## WHAT YOU ARE ASKED TO DO
Count the lines in the rows below that contain the string "curtain", treating uppercase and lowercase letters as distinct, and give only the number.
==== SOURCE RECORDS ====
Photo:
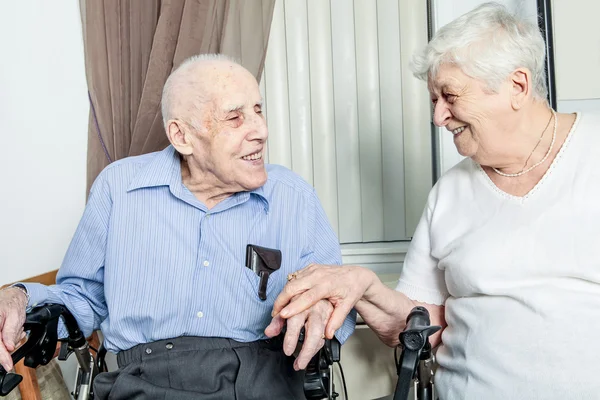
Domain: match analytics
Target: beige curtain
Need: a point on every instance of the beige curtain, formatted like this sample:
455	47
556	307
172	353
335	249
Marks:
131	46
====
## PROBLEM SOLUTION
2